DOCUMENT SEGMENT:
----

But the Pentagon insists it is only targeting Taliban military facilities and U.S. Defense Secretary Donald Rumsfeld has dismissed the Taliban civilian casualty claims as "ridiculous" and dismissed claims that more than 200 people had died last week in the eastern village of Kadam.

Rumsfeld said tunneled-out caves stuffed with munitions had been destroyed in the village, sparking massive secondary explosions which may have damaged nearby villages.

But foreign journalists who were taken to Kadam over the weekend said they could see at least one crater amid the devastation.

Aid groups struggling to assist millions of Afghans in need of foreign aid are now caught between the U.S. attacks and an increasingly hostile Taliban, who have shut down the U.N.'s communications in the country and taken over several aid offices.

A U.N. spokeswoman on Tuesday said armed Arabs - men who have volunteered to fight with the Taliban or bin Laden - broke into aid agency offices and clashed violently with Taliban police in southern Afghanistan over the weekend.

"The law and order situation in Kandahar appears to be breaking down," U.N. spokeswoman Stephanie Bunker told reporters in Islamabad, referring to the Taliban's southern stronghold.

The destruction of the Red Cross's warehouse is also fuelling concerns over the accuracy of the "targeted" military campaign in Afghanistan and its impact on the civilian population.

The destruction of the facility came as the U.S.-led offensive took a new turn with special forces gunships zeroing in on Taliban militia fighters in the first low-level aerial attacks of the nine-day campaign.

The White House would not immediately confirm the bombing of the ICRC storage unit, saying it might have been hit by falling anti-aircraft ordinance.

White House spokesman Ari Fleischer also ruled out any pause in the aerial campaign, despite a reported appeal from the Taliban for a let up.

"The president is not pursuing such a course because he does not think that it would be constructive," Fleischer told reporters.

Residents in the southern Taliban stronghold of Kandahar said intense U.S. raids continued throughout the day with planes buzzing overhead and repeated explosions around the southern city.

Targets inside the capital Kabul were hit in the early afternoon and late evening.

The daytime raids followed all-night attacks involving at least two AC-130 gunships - a heavily armored plane with formidable cannon firepower and a helicopter-like ability to move slowly over battlegrounds.

US defense officials said the planes, which can circle around a target using infrared sensors and radar to direct a precise deluge of cannon fire, were used against a Taliban troop complex in Kandahar.

----

STORED DATA:
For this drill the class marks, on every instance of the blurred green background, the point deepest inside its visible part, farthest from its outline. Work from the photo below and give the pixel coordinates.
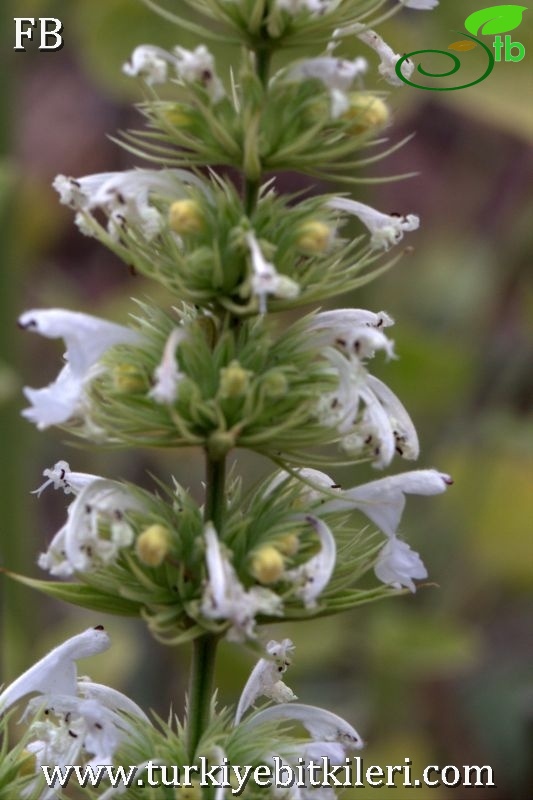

----

REQUIRED ACTION:
Continue the news report on the U.S. bombing campaign in Afghanistan, starting right after its final sentence.

EXERCISE OUTPUT:
Experts said deployment of the AC-130s could also indicate that U.S. forces were preparing to send ground troops to hunt bin Laden.

The head of the Taliban's information agency, Abdul Hanan Hemat, said the Kandahar raids left 33 civilians dead, five after a medical clinic was bombed.

In Kabul, at least seven loud explosions were heard early Tuesday, one causing a huge plume of black smoke in the north of the city where a military compound is believed to be located.

Kabul's beleaguered population had woken to find their electricity cut off after bombs struck the main power station, but by late afternoon it had been restored.

The anti-Taliban Northern Alliance has offered to cooperate with the U.S. air attacks, but its ground forces, just 50 kilometers (30 miles) north of Kabul, have remained idle.

Sporadic fighting continued Tuesday near the airport outside the strategic northern city of Mazar-i-Sharif, south of the border with Uzbekistan. 

"We are near Mazar-i-Sharif airport. We expect to take the city within the next day or two, but we will do it gradually," opposition commander Mohammad Atta said by satellite telephone from the frontline.

"Once Mazar is captured, the other provinces of the north - Balkh, Samangan, Faryab and lastly Kunduz - with fall very quickly in the coming weeks," he added.

U.S. Secretary of State Colin Powell met Tuesday with Pakistan President Pervez Musharraf in an effort to consolidate Islamabad's support for the campaign.

After their talks, Musharraf reiterated Islamabad's backing for military action, saying "we will certainly carry on cooperating as long as the operation lasts."

But he told a press conference that Pakistan believed the campaign should be "short and targeted."